Coordinate labeling data:
****************

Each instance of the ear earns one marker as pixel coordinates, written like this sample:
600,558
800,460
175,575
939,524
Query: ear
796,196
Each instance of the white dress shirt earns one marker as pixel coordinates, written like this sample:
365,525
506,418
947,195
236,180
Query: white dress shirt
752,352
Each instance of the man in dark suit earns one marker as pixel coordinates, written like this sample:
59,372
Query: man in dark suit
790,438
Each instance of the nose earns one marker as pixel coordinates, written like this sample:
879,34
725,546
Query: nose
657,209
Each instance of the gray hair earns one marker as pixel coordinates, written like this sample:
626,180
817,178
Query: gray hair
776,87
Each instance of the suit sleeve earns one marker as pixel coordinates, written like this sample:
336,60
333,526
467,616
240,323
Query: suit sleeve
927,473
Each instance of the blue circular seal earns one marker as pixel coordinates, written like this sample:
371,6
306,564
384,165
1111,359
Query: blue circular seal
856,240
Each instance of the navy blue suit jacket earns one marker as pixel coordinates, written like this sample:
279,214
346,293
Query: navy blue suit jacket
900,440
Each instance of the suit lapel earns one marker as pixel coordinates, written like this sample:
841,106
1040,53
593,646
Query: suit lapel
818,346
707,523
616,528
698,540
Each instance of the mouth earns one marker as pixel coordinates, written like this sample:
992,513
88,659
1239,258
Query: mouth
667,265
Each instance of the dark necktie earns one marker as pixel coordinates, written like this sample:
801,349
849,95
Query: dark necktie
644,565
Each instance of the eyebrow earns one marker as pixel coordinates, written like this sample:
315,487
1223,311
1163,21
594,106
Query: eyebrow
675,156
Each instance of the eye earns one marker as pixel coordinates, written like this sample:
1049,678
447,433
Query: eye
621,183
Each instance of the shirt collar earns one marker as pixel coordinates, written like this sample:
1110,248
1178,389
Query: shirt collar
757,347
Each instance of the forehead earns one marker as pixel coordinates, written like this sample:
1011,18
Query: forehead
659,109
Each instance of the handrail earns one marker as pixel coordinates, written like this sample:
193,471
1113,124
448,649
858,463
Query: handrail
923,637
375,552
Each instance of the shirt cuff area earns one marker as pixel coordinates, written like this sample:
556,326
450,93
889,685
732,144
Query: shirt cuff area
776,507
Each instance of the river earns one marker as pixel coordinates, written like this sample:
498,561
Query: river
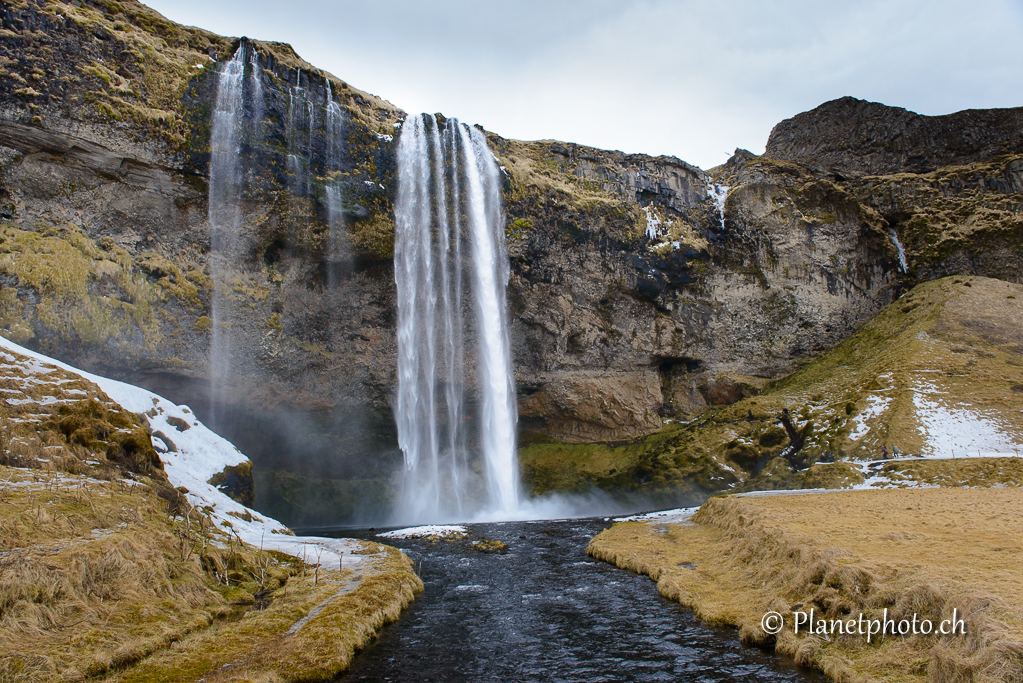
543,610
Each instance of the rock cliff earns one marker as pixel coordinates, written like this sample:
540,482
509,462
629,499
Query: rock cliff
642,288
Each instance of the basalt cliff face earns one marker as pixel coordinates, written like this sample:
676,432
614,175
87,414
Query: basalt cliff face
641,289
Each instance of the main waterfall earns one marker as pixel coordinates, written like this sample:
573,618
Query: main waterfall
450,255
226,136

****************

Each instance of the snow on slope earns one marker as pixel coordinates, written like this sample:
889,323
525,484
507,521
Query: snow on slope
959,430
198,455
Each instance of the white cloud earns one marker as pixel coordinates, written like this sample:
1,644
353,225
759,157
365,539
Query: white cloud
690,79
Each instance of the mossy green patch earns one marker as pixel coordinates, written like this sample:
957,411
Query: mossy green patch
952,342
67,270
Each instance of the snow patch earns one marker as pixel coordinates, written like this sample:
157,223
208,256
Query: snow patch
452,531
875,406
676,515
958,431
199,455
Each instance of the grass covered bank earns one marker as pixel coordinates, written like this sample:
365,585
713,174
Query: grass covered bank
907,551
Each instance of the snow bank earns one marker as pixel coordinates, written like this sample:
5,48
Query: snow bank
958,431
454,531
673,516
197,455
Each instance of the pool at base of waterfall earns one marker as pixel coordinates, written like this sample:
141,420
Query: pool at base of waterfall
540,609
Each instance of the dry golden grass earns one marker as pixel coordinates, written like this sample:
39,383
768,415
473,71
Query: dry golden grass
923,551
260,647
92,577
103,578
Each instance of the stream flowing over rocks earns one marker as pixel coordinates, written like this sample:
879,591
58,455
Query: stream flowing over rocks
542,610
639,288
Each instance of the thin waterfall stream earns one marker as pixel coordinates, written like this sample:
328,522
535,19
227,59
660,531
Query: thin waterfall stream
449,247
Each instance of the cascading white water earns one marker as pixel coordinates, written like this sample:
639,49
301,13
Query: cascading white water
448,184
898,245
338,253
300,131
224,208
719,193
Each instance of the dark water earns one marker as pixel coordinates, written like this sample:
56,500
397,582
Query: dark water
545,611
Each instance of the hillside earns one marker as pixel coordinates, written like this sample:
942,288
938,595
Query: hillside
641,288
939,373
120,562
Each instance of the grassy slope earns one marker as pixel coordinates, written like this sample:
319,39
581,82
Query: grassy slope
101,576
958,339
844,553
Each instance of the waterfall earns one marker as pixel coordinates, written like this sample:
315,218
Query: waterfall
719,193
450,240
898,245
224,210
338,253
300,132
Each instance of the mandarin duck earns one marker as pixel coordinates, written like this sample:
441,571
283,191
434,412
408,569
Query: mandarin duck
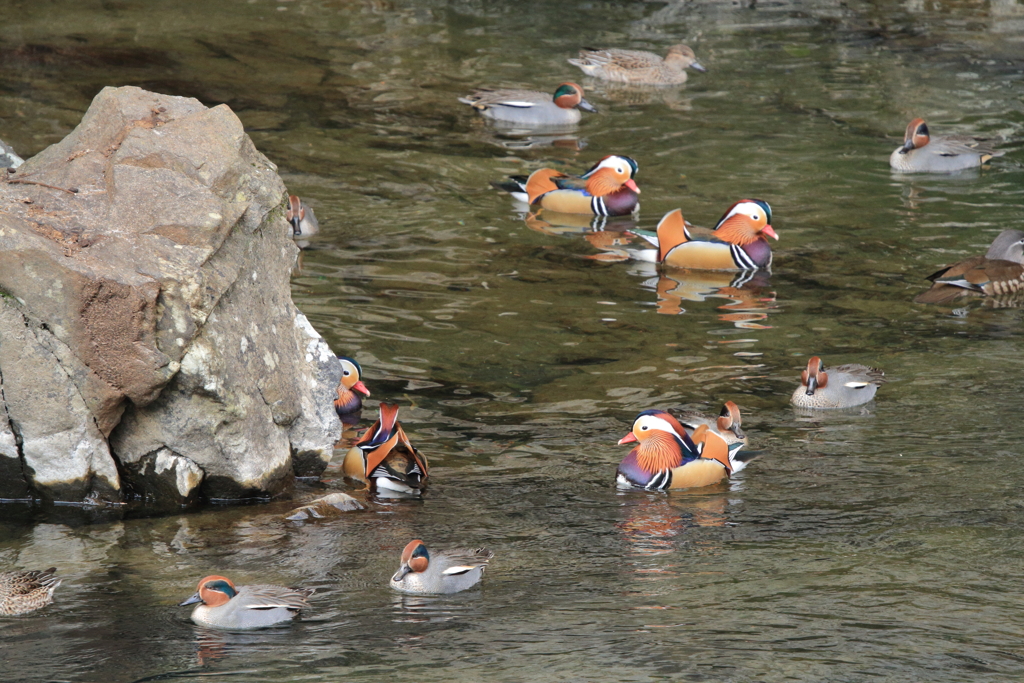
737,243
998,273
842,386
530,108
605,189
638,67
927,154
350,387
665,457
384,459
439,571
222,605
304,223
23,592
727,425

****************

## TASK PROMPT
Pick out every line in the material above that contains the string "flowing", and copy each one in full. Matching is case-sensitive.

## RESPONSE FOR THIS EXERCISE
Each instance of the stream flowing over rocks earns one marker as pixel coordinates, written like this sample:
Query: stream flowing over rocks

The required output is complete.